ACTION ITEM – Word for word, repeat each record that follows.

━━ MATERIAL SUPPLIED ━━

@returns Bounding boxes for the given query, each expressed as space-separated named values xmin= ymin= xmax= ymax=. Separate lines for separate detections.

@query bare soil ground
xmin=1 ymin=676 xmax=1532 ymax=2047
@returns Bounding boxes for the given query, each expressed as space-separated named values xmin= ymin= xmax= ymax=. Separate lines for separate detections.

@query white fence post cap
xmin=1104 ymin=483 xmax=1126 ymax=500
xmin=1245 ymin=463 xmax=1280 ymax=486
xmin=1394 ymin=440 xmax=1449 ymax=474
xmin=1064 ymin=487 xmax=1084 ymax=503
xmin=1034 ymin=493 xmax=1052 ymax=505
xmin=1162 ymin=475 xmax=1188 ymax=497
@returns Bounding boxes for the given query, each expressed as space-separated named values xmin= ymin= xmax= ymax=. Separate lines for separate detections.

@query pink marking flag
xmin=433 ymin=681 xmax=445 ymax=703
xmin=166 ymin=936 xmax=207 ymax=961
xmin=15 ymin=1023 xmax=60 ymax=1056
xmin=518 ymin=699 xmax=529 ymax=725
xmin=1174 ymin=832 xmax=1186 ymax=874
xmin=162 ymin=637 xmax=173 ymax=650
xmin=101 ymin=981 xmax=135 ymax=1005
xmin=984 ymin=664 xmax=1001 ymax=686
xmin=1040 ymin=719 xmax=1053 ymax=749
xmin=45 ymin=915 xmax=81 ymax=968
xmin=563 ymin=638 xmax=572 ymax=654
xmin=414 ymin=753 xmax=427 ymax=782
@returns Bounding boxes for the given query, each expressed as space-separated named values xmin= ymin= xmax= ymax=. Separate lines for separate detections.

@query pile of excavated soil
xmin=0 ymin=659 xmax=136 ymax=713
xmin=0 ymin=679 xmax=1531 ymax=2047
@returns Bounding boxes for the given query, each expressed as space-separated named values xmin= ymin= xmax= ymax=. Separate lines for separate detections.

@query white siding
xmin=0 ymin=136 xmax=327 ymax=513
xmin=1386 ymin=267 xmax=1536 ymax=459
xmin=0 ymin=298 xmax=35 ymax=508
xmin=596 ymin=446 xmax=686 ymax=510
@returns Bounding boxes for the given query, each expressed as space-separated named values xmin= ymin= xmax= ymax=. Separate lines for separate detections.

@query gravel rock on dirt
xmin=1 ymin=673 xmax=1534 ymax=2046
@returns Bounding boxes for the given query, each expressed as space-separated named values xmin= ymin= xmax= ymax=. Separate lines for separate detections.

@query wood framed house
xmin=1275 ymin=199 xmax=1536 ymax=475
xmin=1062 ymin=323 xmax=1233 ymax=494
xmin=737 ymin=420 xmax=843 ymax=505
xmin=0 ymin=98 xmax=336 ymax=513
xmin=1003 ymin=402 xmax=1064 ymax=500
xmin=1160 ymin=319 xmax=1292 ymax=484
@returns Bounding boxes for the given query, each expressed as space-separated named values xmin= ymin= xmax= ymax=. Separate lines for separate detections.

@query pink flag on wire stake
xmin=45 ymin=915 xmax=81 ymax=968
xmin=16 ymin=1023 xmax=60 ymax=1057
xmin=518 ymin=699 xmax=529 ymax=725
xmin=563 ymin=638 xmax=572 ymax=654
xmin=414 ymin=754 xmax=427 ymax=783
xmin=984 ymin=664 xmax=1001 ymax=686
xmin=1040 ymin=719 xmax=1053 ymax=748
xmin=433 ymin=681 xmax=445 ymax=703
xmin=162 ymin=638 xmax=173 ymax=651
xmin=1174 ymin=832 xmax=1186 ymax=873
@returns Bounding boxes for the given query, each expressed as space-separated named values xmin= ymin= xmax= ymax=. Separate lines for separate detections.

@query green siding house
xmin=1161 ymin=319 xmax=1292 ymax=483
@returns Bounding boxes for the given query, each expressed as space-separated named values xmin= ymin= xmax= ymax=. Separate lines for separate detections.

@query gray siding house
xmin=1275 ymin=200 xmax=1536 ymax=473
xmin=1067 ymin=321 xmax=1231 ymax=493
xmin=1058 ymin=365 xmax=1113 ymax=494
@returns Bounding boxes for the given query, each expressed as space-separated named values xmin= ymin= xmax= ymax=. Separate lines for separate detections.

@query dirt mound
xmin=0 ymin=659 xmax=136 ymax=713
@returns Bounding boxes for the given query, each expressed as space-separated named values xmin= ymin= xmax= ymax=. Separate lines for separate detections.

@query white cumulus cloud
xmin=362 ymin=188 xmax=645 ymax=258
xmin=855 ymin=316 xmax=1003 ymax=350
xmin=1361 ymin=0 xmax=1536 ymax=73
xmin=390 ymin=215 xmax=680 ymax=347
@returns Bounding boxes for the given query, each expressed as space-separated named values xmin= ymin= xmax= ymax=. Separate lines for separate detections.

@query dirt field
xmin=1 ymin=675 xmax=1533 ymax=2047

━━━

RESULT FOR THIS TASK –
@returns Bounding boxes for the given query, each expressed as space-separated named values xmin= ymin= xmax= ymax=. Separate lines for separate detections.

@query bare soil ground
xmin=1 ymin=676 xmax=1532 ymax=2047
@returns Bounding boxes for the given query, each expressed as space-separated named values xmin= ymin= xmax= ymax=. Separate lines for separate detections.

@query white fence post cap
xmin=1104 ymin=483 xmax=1126 ymax=500
xmin=1245 ymin=463 xmax=1280 ymax=486
xmin=1394 ymin=440 xmax=1449 ymax=474
xmin=1064 ymin=487 xmax=1084 ymax=503
xmin=1034 ymin=493 xmax=1052 ymax=505
xmin=1162 ymin=475 xmax=1188 ymax=497
@returns Bounding boxes for the given query, each expressed as space-separated named values xmin= ymin= xmax= ymax=. Separate lines for separate detections.

@query pink marking flag
xmin=433 ymin=681 xmax=445 ymax=703
xmin=166 ymin=936 xmax=207 ymax=961
xmin=15 ymin=1023 xmax=60 ymax=1056
xmin=518 ymin=699 xmax=529 ymax=725
xmin=1174 ymin=832 xmax=1186 ymax=874
xmin=162 ymin=637 xmax=173 ymax=650
xmin=101 ymin=981 xmax=135 ymax=1005
xmin=984 ymin=664 xmax=1001 ymax=686
xmin=1040 ymin=719 xmax=1053 ymax=749
xmin=45 ymin=915 xmax=81 ymax=968
xmin=563 ymin=638 xmax=572 ymax=654
xmin=414 ymin=753 xmax=427 ymax=782
@returns Bounding boxes for the given query, each expressed as space-separated named values xmin= ymin= xmax= ymax=. Separate lines for separate detections.

@query pile of excavated soil
xmin=0 ymin=659 xmax=136 ymax=713
xmin=0 ymin=679 xmax=1531 ymax=2047
@returns Bounding boxes for the given query, each expressed as space-separated named values xmin= ymin= xmax= ymax=. Separate lines for separate detections.

@query white siding
xmin=0 ymin=136 xmax=327 ymax=513
xmin=1386 ymin=267 xmax=1536 ymax=459
xmin=0 ymin=298 xmax=35 ymax=508
xmin=596 ymin=446 xmax=686 ymax=510
@returns Bounding boxes for the given query, each expressed as space-separated named values xmin= ymin= xmax= ymax=. Separate lines for separate detections.

@query gravel rock on dirt
xmin=1 ymin=673 xmax=1534 ymax=2046
@returns Bounding boxes for the given query, each expressed as space-separated named values xmin= ymin= xmax= ymax=. Separate lines for separate detections.

@query wood framed house
xmin=1275 ymin=199 xmax=1536 ymax=475
xmin=1062 ymin=323 xmax=1233 ymax=494
xmin=737 ymin=420 xmax=843 ymax=505
xmin=0 ymin=98 xmax=336 ymax=513
xmin=1003 ymin=402 xmax=1064 ymax=500
xmin=1160 ymin=319 xmax=1292 ymax=484
@returns Bounding boxes for the given query, each expressed as space-separated named values xmin= ymin= xmax= ymax=. Separate lines for separate detections.

@query pink flag on wire stake
xmin=45 ymin=915 xmax=81 ymax=968
xmin=16 ymin=1023 xmax=60 ymax=1057
xmin=518 ymin=699 xmax=529 ymax=725
xmin=563 ymin=638 xmax=572 ymax=654
xmin=414 ymin=754 xmax=427 ymax=783
xmin=984 ymin=664 xmax=1001 ymax=686
xmin=1040 ymin=719 xmax=1053 ymax=748
xmin=433 ymin=681 xmax=445 ymax=703
xmin=162 ymin=638 xmax=173 ymax=651
xmin=1174 ymin=832 xmax=1186 ymax=873
@returns Bounding boxes for the given query, each expressed as space-separated named values xmin= ymin= xmax= ymax=. Separate lines for separate detections.

@query green siding house
xmin=1161 ymin=319 xmax=1292 ymax=483
@returns Bounding boxes for the given query, each expressed as space-separated named values xmin= ymin= xmax= ymax=. Separate lines for separate detections.

@query gray siding house
xmin=1275 ymin=200 xmax=1536 ymax=473
xmin=1067 ymin=321 xmax=1231 ymax=493
xmin=1058 ymin=365 xmax=1113 ymax=494
@returns Bounding boxes for the given query, each expressed as space-separated named values xmin= ymin= xmax= ymax=. Separate lines for separate detections.

@query dirt mound
xmin=0 ymin=659 xmax=136 ymax=713
@returns Bounding boxes for the given query, each expressed as space-separated named values xmin= ymin= xmax= ymax=. Separate lines for separate detections.

@query white cumulus cloud
xmin=362 ymin=188 xmax=645 ymax=258
xmin=855 ymin=316 xmax=1003 ymax=350
xmin=1361 ymin=0 xmax=1536 ymax=73
xmin=390 ymin=215 xmax=680 ymax=347
@returns Bounding boxes for the given query, each expressed as space-separated named values xmin= ymin= xmax= ymax=. Separate lines for separate detections.

@query dirt field
xmin=1 ymin=675 xmax=1533 ymax=2047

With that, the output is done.